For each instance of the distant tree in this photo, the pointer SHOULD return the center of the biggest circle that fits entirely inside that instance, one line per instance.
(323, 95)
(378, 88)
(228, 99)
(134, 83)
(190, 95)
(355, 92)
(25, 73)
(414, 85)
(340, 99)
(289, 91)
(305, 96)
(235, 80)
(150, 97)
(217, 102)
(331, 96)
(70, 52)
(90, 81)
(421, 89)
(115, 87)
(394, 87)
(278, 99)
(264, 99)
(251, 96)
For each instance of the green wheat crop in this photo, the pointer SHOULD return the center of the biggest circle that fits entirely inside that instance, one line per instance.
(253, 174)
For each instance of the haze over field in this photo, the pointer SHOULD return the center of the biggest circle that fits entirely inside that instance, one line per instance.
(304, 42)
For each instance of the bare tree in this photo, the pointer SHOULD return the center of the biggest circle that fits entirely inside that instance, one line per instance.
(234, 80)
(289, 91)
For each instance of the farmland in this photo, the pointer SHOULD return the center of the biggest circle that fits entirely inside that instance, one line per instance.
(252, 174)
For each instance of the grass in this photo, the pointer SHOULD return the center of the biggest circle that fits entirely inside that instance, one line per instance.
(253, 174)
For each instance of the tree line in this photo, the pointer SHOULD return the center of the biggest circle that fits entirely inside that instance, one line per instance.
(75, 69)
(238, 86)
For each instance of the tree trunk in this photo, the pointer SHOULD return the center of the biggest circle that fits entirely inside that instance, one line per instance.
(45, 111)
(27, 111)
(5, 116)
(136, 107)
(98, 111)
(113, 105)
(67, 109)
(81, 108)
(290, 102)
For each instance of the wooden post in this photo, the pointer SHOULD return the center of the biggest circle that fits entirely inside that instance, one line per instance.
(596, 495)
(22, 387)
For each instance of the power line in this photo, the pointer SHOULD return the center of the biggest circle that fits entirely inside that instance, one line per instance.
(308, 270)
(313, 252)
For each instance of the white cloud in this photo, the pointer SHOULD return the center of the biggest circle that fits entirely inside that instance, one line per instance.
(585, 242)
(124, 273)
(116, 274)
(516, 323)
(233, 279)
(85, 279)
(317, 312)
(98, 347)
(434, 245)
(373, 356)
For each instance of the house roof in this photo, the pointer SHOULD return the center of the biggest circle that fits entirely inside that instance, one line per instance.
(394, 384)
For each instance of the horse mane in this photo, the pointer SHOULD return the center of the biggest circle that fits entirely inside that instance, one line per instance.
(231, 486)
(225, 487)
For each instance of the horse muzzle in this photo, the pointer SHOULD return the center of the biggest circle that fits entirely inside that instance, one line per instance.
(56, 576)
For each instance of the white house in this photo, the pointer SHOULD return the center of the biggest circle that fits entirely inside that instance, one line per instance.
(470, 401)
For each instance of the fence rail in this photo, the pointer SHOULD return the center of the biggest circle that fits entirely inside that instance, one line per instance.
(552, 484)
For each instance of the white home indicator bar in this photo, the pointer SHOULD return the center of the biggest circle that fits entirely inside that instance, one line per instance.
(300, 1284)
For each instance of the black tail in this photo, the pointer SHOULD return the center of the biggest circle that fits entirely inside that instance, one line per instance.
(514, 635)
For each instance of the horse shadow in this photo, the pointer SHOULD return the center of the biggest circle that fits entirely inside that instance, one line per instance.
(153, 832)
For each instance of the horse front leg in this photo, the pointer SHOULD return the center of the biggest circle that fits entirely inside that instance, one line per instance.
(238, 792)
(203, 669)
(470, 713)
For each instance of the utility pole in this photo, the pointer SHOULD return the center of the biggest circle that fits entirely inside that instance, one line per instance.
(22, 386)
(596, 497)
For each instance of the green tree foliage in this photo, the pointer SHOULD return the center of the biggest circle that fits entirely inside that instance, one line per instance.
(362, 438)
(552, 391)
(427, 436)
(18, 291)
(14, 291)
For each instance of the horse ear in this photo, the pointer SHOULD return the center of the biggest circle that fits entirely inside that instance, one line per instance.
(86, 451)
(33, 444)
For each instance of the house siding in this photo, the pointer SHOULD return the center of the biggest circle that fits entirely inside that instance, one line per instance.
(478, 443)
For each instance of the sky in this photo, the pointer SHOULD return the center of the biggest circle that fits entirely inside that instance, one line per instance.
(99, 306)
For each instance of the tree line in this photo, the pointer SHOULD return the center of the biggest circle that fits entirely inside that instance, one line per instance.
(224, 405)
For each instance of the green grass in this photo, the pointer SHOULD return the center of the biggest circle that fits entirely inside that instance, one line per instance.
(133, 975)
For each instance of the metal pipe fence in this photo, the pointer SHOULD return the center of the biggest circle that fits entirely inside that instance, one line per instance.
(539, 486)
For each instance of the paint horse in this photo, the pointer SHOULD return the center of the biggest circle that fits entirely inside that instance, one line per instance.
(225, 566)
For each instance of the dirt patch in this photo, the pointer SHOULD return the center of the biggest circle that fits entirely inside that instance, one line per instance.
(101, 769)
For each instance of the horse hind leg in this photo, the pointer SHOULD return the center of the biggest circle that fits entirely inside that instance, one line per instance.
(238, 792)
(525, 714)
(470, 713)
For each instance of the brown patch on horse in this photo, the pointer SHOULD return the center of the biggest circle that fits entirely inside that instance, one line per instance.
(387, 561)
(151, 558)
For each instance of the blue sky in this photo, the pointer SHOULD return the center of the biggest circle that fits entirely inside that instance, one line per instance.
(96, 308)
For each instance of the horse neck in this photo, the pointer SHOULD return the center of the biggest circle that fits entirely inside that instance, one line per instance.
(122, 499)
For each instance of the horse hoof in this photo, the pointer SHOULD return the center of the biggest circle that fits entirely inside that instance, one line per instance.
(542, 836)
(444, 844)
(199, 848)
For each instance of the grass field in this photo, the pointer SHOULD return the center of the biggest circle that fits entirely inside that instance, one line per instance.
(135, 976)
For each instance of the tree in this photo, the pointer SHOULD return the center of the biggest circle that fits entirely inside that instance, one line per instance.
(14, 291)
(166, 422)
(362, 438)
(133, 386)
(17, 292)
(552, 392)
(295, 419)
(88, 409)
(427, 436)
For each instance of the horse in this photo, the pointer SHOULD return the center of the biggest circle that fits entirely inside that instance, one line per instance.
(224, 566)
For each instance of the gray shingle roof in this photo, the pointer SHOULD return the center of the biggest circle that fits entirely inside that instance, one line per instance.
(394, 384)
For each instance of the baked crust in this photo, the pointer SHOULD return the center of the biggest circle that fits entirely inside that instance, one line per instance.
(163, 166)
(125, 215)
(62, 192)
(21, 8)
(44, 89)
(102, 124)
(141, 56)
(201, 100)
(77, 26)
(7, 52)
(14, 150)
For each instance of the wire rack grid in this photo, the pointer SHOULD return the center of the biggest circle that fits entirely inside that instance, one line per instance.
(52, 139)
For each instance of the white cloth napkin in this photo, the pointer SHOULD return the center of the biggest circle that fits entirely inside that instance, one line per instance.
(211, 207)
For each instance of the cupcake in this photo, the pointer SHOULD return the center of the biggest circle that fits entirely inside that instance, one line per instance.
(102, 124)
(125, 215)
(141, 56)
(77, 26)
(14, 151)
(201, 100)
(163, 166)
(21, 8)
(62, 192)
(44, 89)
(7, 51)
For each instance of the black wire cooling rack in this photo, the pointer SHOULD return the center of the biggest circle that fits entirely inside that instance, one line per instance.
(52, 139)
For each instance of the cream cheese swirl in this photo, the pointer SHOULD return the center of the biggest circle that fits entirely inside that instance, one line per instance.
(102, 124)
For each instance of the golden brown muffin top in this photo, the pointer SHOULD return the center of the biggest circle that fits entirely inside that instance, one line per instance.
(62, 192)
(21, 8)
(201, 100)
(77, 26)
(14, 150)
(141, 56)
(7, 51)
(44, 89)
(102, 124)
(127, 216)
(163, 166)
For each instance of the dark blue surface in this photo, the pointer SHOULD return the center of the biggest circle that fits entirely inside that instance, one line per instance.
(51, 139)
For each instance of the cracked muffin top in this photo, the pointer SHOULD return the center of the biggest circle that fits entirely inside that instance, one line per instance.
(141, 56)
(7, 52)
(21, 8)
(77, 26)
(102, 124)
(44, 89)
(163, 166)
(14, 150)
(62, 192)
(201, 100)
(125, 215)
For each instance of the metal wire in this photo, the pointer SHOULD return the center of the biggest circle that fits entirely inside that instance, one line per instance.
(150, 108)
****
# TASK:
Beginning at the line where "For each instance of the black wire" appears, extract each line through the end of the data above; keep them exact and include nothing else.

# RESULT OF THE TASK:
For each instance of the black wire cooling rack in this photo, the pointer SHOULD return the center of the biggest circle that fits entirely inside that instance, one line per instance.
(52, 139)
For each instance of the cream cheese swirl in this photo, the pointer SHOULD return the center of the biggest circle that fits entirely inside that instance, one line per instance.
(102, 124)
For each instance of the golden brown muffin top in this photo, the pointer SHOULD return the center of the biggest circle that fits entirely inside that instance, one line per instance.
(62, 192)
(21, 8)
(201, 100)
(77, 26)
(14, 150)
(141, 56)
(7, 51)
(44, 89)
(102, 124)
(127, 216)
(163, 166)
For each instance of the dark blue surface in this photo, the pointer SHOULD return the center of the biggest circle that fits entirely inside that instance, one line per instance.
(51, 139)
For each instance of the cracked muffin top in this photo, the pointer SHOULD return the center of the biggest circle that fits entirely inside that instance, one line per instance.
(141, 56)
(7, 52)
(21, 8)
(77, 26)
(102, 124)
(44, 89)
(163, 166)
(14, 150)
(62, 192)
(201, 100)
(125, 215)
For each instance of the metal wire in this photo, the pointer SHOULD return the center of the biggest circle that fits entirely inside that instance, one line per instance.
(150, 108)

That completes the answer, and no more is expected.